Recorded data -
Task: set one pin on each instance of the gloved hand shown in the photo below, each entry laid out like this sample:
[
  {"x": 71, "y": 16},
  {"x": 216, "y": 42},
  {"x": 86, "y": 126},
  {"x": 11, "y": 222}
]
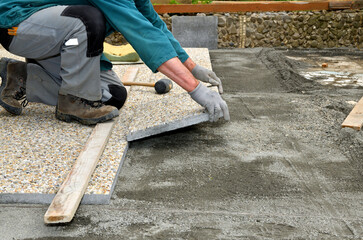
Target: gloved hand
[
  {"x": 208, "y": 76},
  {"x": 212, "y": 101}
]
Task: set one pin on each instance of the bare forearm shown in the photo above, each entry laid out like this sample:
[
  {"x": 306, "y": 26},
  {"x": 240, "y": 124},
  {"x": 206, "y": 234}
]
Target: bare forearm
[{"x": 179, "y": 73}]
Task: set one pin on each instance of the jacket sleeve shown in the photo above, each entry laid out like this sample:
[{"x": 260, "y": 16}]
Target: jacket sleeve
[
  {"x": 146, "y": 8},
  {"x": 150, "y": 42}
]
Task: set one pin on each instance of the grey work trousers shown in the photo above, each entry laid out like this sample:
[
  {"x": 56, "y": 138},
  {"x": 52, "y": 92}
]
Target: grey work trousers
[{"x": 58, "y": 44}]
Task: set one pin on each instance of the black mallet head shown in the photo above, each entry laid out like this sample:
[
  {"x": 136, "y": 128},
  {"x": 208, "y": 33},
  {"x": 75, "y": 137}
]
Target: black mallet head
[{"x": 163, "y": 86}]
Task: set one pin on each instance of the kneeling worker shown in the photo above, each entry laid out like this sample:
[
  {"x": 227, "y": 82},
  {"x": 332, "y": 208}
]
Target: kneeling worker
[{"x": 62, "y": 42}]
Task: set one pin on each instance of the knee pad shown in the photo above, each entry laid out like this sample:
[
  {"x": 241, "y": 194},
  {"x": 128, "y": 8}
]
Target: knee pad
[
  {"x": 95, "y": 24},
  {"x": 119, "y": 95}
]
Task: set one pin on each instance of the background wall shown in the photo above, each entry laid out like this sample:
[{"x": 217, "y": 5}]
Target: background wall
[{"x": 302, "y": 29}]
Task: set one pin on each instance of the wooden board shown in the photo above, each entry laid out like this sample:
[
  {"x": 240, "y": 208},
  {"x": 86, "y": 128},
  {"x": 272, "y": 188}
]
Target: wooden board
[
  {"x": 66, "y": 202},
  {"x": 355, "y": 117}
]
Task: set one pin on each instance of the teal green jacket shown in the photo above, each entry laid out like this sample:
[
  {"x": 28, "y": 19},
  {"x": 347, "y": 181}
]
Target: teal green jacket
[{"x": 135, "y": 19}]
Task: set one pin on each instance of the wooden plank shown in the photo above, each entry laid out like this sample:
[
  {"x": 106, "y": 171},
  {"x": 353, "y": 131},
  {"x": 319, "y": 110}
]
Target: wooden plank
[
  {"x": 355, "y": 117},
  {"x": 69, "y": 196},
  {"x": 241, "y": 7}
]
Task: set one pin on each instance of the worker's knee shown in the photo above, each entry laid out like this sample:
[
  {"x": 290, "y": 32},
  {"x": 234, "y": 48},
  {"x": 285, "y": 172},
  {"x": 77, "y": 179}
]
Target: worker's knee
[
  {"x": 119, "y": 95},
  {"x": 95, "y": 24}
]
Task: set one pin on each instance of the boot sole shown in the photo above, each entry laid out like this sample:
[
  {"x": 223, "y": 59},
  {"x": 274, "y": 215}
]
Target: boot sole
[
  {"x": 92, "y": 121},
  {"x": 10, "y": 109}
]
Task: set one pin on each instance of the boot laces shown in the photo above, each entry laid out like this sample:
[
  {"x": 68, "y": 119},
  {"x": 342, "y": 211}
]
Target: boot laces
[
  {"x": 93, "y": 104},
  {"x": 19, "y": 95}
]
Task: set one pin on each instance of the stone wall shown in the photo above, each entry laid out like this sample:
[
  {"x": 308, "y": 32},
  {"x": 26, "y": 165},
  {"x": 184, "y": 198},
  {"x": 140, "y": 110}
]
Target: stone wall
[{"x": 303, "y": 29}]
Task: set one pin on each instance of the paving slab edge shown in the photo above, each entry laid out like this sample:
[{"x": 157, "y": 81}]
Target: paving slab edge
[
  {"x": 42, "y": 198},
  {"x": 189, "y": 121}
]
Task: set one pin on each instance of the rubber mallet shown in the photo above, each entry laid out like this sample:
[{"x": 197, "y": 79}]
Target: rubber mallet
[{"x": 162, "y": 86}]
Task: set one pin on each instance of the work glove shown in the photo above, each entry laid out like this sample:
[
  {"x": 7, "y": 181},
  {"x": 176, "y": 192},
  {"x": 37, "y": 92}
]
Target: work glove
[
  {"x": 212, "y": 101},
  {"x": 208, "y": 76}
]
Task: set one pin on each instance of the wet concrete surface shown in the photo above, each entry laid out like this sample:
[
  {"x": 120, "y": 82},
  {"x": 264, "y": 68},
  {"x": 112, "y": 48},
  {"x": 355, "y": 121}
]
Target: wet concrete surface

What is expected - Each line above should be returned exactly as written, apart from any pictures.

Task response -
Task: set one pin on each instance of the gloved hand shown in the photo below, each entry laid out like this sample:
[
  {"x": 71, "y": 16},
  {"x": 216, "y": 42},
  {"x": 86, "y": 126},
  {"x": 11, "y": 222}
]
Target: gloved hand
[
  {"x": 208, "y": 76},
  {"x": 212, "y": 101}
]
Task: set one pin on each instance of the bare forearm shown in the photo above, each entry laid out like this sample:
[
  {"x": 306, "y": 26},
  {"x": 240, "y": 124},
  {"x": 206, "y": 234}
]
Target: bare forearm
[{"x": 179, "y": 73}]
Task: set one pin on each instance of the jacket sleeve shown in the photo above, each entry laid out like this sample:
[{"x": 260, "y": 16}]
Target: jacket sleeve
[
  {"x": 146, "y": 8},
  {"x": 150, "y": 42}
]
Task: set one pin on each instance of the grey work trousers shown in the photo above, each entry laid out like this sample:
[
  {"x": 56, "y": 138},
  {"x": 52, "y": 92}
]
Target: grey work trousers
[{"x": 58, "y": 44}]
Task: set one pin on each instance of the black mallet head shown in the photo above, each entry laid out like this sample:
[
  {"x": 136, "y": 128},
  {"x": 208, "y": 33},
  {"x": 75, "y": 137}
]
Target: black mallet head
[{"x": 163, "y": 86}]
Task: set one pin on each instance of the kneeling worker shown in the photo above, each entry laid out like this sample:
[
  {"x": 227, "y": 82},
  {"x": 332, "y": 208}
]
Target: kneeling worker
[{"x": 62, "y": 42}]
Task: set one pin on each instance of the knee pad shown in the photo above, each entry laid out like this sample:
[
  {"x": 241, "y": 194},
  {"x": 128, "y": 8}
]
Target: knee pad
[
  {"x": 95, "y": 24},
  {"x": 119, "y": 95}
]
Task: set one pin on each instance of the background wall shown in the photo above, each entry laid out like this sample:
[{"x": 217, "y": 5}]
Target: background wall
[{"x": 302, "y": 29}]
Task: set one pin on each instance of the wooden board shown in the photo above, each entry laid out like this sample:
[
  {"x": 240, "y": 208},
  {"x": 86, "y": 128},
  {"x": 272, "y": 188}
]
Target: wooden board
[
  {"x": 66, "y": 202},
  {"x": 355, "y": 117}
]
Task: set one pin on each instance of the teal green jacket shown in the photo above, each entry laid out like this sample:
[
  {"x": 28, "y": 19},
  {"x": 347, "y": 181}
]
Target: teal green jacket
[{"x": 135, "y": 19}]
Task: set one pin on each instance of the wooden plank shown in the photo above, each entry laid out like this sample:
[
  {"x": 106, "y": 171},
  {"x": 353, "y": 131},
  {"x": 319, "y": 110}
]
Target: wooden plank
[
  {"x": 355, "y": 117},
  {"x": 69, "y": 196},
  {"x": 241, "y": 7}
]
Task: set one pin on each instance of the worker's knee shown in the photo above, each entry laid out like this sample:
[
  {"x": 290, "y": 32},
  {"x": 234, "y": 48},
  {"x": 285, "y": 172},
  {"x": 77, "y": 179}
]
Target: worker's knee
[
  {"x": 119, "y": 95},
  {"x": 95, "y": 24}
]
Task: set one pin on each instance of the boot sole shown in the photo above, each entry laid out like this sample:
[
  {"x": 223, "y": 59},
  {"x": 274, "y": 215}
]
Target: boot sole
[
  {"x": 92, "y": 121},
  {"x": 10, "y": 109}
]
Task: set one pin on each instance of the boot laces shown in the photo above, each entry laid out like this sample:
[
  {"x": 68, "y": 119},
  {"x": 342, "y": 211}
]
Target: boot laces
[
  {"x": 93, "y": 104},
  {"x": 19, "y": 95}
]
Task: set one pin on each instance of the stone wall shown in the photo above, each entry laid out like this sample:
[
  {"x": 308, "y": 32},
  {"x": 26, "y": 165},
  {"x": 184, "y": 198},
  {"x": 140, "y": 110}
]
Target: stone wall
[{"x": 303, "y": 29}]
Task: set one pin on each instance of the paving slab edge shown in the photo above, each entry laid out like this sample:
[{"x": 157, "y": 81}]
Target: paving slab edge
[
  {"x": 42, "y": 198},
  {"x": 189, "y": 121}
]
Task: set one pin on each instance of the rubber mallet shown in the photo above, each entry laid out like this sample:
[{"x": 197, "y": 79}]
Target: rubber mallet
[{"x": 162, "y": 86}]
Task: set one pin on each instance of the work glove shown in the photo above, each entry laid out like this sample:
[
  {"x": 7, "y": 181},
  {"x": 176, "y": 192},
  {"x": 37, "y": 92}
]
Target: work glove
[
  {"x": 212, "y": 101},
  {"x": 208, "y": 76}
]
Task: set one pin on each instance of the wet concrete surface shown in the photo above, each entry laid out like this sample:
[
  {"x": 120, "y": 82},
  {"x": 264, "y": 68},
  {"x": 112, "y": 48},
  {"x": 355, "y": 121}
]
Target: wet concrete surface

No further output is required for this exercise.